• **EXERCISE DESCRIPTION**
Find every line in the records below that contains the word "left" and copy each one. Case counts.

* start *

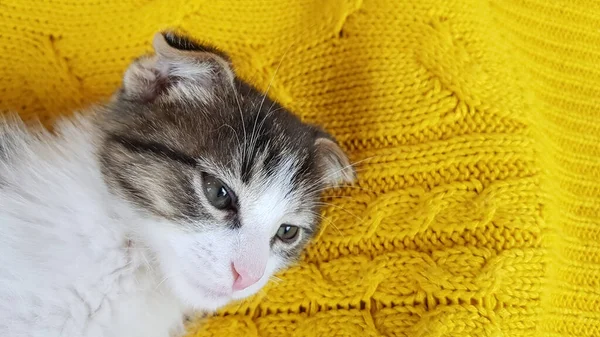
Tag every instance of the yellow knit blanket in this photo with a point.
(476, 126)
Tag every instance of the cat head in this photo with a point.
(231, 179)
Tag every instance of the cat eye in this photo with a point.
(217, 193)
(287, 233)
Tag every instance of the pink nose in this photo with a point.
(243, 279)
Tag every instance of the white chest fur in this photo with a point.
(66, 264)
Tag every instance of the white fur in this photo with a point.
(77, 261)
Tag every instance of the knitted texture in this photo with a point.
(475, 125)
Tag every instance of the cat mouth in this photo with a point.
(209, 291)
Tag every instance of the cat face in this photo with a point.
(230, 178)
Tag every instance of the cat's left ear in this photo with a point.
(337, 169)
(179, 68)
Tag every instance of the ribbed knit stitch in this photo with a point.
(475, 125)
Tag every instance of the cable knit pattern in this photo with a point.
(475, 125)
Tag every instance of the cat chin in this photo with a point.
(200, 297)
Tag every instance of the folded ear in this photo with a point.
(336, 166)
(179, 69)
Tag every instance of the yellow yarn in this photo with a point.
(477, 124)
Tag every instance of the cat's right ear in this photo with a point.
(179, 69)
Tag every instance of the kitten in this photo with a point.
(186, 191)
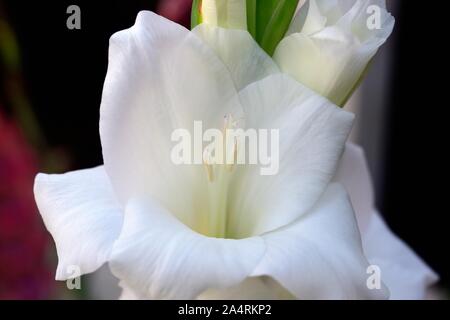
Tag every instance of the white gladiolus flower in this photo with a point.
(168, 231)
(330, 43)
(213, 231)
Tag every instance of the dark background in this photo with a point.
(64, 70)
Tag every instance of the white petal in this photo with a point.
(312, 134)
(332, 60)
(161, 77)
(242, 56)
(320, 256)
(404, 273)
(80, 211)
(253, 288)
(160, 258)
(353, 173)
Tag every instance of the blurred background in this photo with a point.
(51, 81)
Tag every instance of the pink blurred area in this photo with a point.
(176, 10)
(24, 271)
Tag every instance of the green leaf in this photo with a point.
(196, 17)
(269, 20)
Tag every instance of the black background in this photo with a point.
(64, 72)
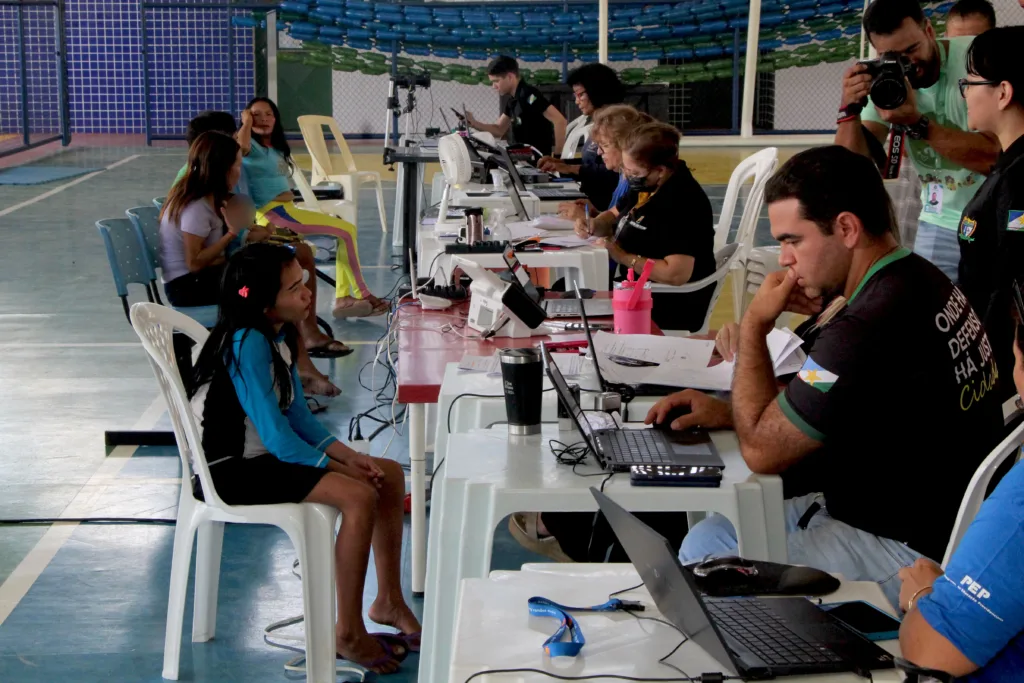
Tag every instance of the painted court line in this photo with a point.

* end *
* start *

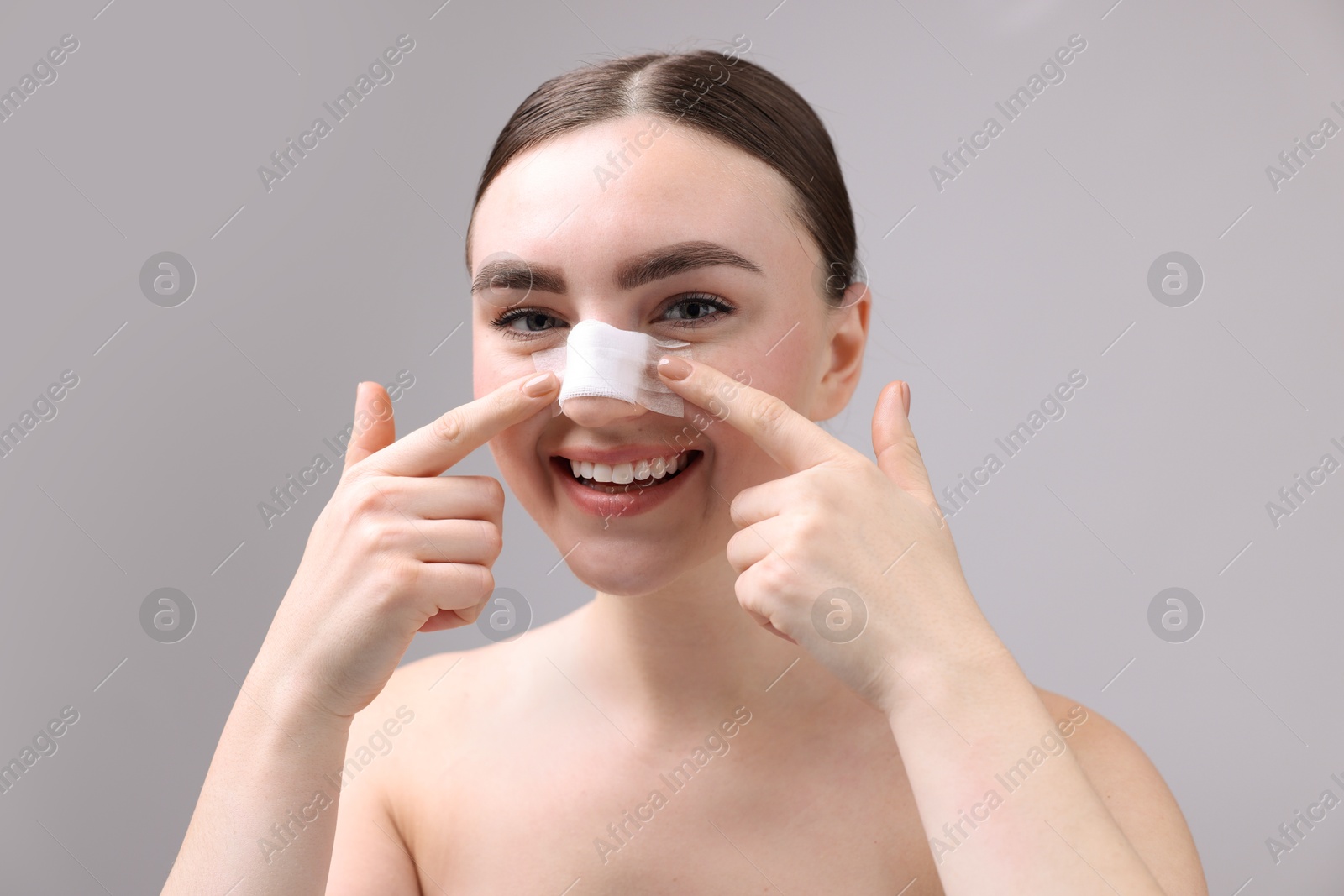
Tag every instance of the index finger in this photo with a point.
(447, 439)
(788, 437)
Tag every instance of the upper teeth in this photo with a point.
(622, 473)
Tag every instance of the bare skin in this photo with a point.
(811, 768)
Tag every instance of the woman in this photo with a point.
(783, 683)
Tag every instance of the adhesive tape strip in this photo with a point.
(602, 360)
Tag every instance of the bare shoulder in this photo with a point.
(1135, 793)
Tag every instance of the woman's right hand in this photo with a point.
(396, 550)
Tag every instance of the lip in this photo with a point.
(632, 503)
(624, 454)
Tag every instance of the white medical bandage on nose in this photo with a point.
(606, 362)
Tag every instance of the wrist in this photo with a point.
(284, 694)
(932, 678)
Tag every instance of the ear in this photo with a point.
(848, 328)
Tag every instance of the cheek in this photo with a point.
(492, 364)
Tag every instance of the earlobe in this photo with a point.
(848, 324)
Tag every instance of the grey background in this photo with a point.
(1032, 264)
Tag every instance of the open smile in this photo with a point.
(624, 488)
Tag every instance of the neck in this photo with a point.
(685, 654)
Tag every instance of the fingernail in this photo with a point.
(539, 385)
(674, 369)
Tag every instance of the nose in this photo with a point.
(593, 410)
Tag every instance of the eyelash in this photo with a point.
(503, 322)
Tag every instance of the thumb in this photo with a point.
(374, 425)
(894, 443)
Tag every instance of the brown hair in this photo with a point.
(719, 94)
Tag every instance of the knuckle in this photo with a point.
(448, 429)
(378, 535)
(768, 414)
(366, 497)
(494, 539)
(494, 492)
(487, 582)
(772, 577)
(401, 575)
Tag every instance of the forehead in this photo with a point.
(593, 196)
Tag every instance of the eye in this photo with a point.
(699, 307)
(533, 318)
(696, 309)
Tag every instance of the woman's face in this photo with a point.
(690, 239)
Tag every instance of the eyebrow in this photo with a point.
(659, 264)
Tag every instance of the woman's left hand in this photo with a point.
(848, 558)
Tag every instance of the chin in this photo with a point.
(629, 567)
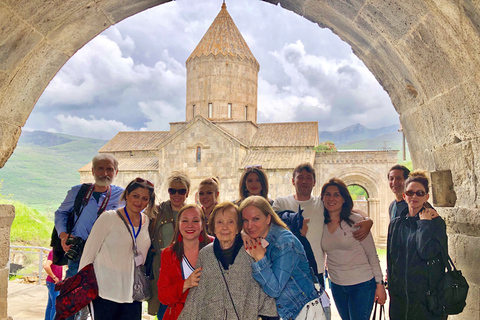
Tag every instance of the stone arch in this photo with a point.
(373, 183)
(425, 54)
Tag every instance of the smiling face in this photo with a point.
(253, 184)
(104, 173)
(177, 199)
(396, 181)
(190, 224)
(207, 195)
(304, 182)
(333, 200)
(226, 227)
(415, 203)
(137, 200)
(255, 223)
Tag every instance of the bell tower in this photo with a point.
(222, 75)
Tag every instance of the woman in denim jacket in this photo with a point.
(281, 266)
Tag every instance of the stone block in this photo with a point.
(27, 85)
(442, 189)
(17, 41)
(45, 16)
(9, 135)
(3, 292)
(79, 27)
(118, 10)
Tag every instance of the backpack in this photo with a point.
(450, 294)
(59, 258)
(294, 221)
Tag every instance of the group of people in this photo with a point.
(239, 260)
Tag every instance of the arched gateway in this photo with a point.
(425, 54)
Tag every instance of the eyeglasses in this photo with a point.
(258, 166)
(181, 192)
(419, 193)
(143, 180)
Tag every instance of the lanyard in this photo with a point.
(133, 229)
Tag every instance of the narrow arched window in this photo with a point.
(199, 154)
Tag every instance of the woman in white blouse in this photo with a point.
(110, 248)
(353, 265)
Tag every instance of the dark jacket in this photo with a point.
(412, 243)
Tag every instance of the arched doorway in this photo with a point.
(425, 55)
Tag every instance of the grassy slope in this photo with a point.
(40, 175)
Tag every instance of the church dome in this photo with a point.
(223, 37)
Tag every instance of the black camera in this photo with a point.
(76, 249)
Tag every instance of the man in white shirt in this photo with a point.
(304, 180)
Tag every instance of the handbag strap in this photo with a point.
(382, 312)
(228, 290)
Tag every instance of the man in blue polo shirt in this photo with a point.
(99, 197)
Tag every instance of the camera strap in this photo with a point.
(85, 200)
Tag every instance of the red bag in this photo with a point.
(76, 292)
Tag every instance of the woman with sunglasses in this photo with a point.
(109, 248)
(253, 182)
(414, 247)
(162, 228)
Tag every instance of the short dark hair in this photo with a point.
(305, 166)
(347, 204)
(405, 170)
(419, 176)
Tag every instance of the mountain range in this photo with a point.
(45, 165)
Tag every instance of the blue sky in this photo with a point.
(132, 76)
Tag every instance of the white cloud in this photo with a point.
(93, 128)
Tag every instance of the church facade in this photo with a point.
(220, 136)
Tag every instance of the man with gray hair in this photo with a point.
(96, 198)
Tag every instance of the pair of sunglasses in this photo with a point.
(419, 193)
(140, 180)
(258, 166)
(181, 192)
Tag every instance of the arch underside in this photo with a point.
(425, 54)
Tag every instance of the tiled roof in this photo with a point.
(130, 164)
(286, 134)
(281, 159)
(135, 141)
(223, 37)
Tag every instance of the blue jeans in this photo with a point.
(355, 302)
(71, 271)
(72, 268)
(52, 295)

* end *

• **ANSWER TO THE TASK**
Tag every instance of the cat's left ear in this photo with a point.
Tag every instance of the woman's left hand in this photo with a point.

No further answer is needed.